SUPPLIED MATERIAL:
::::::::

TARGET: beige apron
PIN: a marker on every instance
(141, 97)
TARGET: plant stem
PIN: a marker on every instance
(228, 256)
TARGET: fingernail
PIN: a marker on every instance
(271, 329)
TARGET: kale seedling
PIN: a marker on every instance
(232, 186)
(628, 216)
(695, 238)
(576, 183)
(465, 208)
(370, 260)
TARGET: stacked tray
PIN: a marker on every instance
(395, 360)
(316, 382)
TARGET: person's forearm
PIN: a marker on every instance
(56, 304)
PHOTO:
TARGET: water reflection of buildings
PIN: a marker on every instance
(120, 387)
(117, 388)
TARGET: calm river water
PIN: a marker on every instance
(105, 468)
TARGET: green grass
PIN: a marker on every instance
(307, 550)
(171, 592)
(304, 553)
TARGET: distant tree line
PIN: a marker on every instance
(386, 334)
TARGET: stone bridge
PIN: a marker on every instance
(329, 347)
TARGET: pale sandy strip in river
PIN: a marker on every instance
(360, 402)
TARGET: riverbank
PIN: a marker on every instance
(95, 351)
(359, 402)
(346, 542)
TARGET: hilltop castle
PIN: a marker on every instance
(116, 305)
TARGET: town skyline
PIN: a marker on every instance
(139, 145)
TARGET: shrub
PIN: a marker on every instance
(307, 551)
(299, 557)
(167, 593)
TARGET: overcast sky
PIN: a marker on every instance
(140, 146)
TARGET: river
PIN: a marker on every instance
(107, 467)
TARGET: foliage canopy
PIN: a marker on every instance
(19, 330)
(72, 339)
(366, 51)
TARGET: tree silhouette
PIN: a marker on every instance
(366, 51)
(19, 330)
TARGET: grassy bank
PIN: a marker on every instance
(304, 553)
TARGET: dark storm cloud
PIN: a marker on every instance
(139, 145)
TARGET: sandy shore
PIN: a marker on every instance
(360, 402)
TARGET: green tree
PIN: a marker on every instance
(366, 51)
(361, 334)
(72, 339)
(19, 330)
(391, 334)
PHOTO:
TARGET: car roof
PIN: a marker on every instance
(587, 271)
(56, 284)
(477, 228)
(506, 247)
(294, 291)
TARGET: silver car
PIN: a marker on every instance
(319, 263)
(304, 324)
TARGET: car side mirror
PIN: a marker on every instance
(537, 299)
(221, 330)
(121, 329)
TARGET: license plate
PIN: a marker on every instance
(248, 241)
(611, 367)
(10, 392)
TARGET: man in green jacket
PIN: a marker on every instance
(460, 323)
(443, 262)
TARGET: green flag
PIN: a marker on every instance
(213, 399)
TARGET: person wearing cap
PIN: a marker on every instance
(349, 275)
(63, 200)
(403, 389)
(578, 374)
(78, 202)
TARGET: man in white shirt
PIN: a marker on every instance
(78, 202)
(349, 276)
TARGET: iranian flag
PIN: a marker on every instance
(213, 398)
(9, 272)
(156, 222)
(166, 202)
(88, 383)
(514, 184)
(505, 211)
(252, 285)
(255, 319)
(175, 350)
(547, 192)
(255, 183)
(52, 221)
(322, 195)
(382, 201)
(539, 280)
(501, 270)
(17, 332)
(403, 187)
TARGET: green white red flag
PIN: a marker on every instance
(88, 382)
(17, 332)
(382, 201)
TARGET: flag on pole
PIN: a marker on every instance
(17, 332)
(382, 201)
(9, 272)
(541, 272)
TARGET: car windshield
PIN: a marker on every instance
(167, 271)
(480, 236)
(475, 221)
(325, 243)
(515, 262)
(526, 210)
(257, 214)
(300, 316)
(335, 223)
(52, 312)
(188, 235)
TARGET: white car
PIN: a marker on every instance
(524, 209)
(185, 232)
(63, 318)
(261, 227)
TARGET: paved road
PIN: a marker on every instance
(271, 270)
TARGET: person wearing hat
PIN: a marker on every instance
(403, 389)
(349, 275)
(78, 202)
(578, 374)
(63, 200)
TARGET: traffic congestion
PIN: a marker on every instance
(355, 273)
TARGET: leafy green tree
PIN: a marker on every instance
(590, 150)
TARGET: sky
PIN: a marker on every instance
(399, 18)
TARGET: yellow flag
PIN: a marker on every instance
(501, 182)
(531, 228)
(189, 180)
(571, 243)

::::::::

EXERCISE DESCRIPTION: Reproduce all of the data above, substituting "each instance" for every occurrence of "every instance" and leaving everything else unchanged.

FINISHED ANSWER:
TARGET: beige apron
PIN: a marker on each instance
(141, 97)
TARGET: plant stem
PIN: a marker on each instance
(228, 256)
TARGET: fingernail
PIN: a marker on each instance
(271, 329)
TARGET: kale seedling
PIN: a marker on each instance
(232, 186)
(628, 216)
(695, 238)
(576, 183)
(465, 208)
(370, 260)
TARGET: stacked tray
PIN: a marker on each instance
(395, 360)
(316, 382)
TARGET: person's forearm
PIN: a marker on each instance
(56, 304)
PHOTO:
TARGET: water reflection of buildings
PIN: a marker on each instance
(120, 387)
(117, 388)
TARGET: calm river water
PIN: a marker on each instance
(105, 468)
TARGET: green grass
PIN: a marker on each instance
(307, 550)
(171, 592)
(304, 553)
TARGET: distant tree line
PIN: a marker on each instance
(386, 334)
TARGET: stone bridge
PIN: a marker on each instance
(329, 347)
TARGET: pale sandy strip in river
PIN: a marker on each instance
(360, 402)
TARGET: riverbank
PIN: a marker on each instance
(95, 351)
(359, 402)
(346, 542)
TARGET: hilltop castle
PIN: a marker on each instance
(116, 305)
TARGET: town skyline
PIN: a marker on each instance
(139, 145)
TARGET: shrub
PIN: a marker on each instance
(307, 551)
(299, 557)
(167, 593)
TARGET: overcast sky
PIN: a marker on each instance
(140, 146)
TARGET: river
PIN: a marker on each instance
(107, 467)
TARGET: foliage canopy
PIN: a marker on each instance
(19, 330)
(72, 339)
(366, 51)
TARGET: tree silhouette
PIN: a marker on each instance
(366, 51)
(19, 330)
TARGET: grassy bank
PIN: a marker on each instance
(304, 553)
TARGET: dark storm cloud
PIN: a marker on each instance
(139, 145)
TARGET: sandy shore
PIN: a marker on each instance
(360, 402)
TARGET: green tree
PIN: a marker on each instance
(366, 51)
(361, 334)
(72, 339)
(19, 330)
(391, 334)
PHOTO:
TARGET: car roof
PIN: a marker on each instance
(587, 271)
(56, 284)
(477, 228)
(506, 247)
(294, 291)
TARGET: silver car
PIN: a marker on each instance
(319, 263)
(304, 324)
TARGET: car side mirror
PIN: a marker on each instance
(537, 299)
(221, 330)
(121, 329)
TARGET: license plate
PIN: a marker on each instance
(248, 241)
(611, 367)
(10, 392)
TARGET: man in green jacket
PIN: a marker on each instance
(460, 323)
(443, 262)
TARGET: green flag
PIN: a marker on each instance
(213, 399)
TARGET: person wearing cap
PIN: a marker on each instance
(349, 275)
(63, 200)
(403, 389)
(578, 374)
(78, 202)
TARGET: man in white shirt
PIN: a marker on each instance
(78, 202)
(349, 276)
TARGET: iranian flag
PIN: a marker on each instance
(213, 398)
(9, 272)
(156, 222)
(166, 202)
(88, 383)
(514, 184)
(505, 211)
(252, 285)
(255, 319)
(175, 350)
(547, 192)
(255, 183)
(52, 221)
(322, 195)
(382, 201)
(539, 280)
(501, 270)
(17, 332)
(403, 187)
TARGET: green white red flag
PIN: a marker on each instance
(88, 382)
(17, 332)
(382, 201)
TARGET: flag on pole
PIN: a marker on each instance
(17, 332)
(382, 201)
(9, 272)
(541, 272)
TARGET: car windshield
PIN: a marker on each instance
(167, 271)
(480, 236)
(475, 221)
(325, 243)
(515, 262)
(526, 210)
(257, 214)
(300, 316)
(335, 223)
(52, 312)
(188, 235)
TARGET: white car
PIN: a marker on each instance
(524, 209)
(185, 232)
(63, 318)
(261, 227)
TARGET: paved road
PIN: a marker on each instance
(271, 270)
TARGET: person wearing hat
PIN: a marker on each instance
(403, 389)
(349, 275)
(78, 202)
(578, 374)
(63, 200)
TARGET: traffic congestion
PIN: a marker on each instance
(355, 273)
TARGET: leafy green tree
PIN: a marker on each instance
(590, 150)
TARGET: sky
PIN: a marker on each instance
(399, 18)
TARGET: yellow flag
PIN: a marker on each instance
(501, 182)
(531, 228)
(189, 180)
(571, 243)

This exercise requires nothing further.